Supplied material
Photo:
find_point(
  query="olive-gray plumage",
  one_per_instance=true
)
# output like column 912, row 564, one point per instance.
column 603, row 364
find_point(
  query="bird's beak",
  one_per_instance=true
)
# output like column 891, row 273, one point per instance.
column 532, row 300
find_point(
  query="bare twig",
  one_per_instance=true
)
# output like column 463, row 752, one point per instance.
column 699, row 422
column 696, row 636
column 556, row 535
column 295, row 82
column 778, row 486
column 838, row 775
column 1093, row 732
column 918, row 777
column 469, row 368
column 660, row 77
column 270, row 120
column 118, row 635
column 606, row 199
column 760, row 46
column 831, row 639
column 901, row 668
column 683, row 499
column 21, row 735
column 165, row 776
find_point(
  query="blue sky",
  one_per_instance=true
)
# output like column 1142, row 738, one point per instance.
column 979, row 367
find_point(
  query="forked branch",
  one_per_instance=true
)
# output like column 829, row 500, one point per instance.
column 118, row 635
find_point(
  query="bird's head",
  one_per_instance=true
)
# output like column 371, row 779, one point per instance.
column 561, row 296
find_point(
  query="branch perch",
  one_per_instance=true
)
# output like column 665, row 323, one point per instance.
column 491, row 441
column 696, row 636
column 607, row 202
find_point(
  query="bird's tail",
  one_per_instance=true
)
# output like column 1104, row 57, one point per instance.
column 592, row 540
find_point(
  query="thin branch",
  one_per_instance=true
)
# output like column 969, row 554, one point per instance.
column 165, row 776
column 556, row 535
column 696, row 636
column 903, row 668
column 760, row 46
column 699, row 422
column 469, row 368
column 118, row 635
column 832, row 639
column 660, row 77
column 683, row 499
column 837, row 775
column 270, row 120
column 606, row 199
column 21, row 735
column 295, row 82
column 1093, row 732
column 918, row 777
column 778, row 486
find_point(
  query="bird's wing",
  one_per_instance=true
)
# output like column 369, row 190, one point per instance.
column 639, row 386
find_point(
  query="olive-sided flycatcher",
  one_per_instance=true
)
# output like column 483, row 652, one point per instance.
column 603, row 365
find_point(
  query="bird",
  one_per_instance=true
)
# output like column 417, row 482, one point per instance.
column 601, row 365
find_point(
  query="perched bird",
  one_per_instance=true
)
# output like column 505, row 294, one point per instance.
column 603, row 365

Exercise brief
Show each line of the data above that contains the word "olive".

Reply to the exercise
  query="olive-gray plumage",
  query="olive-sided flycatcher",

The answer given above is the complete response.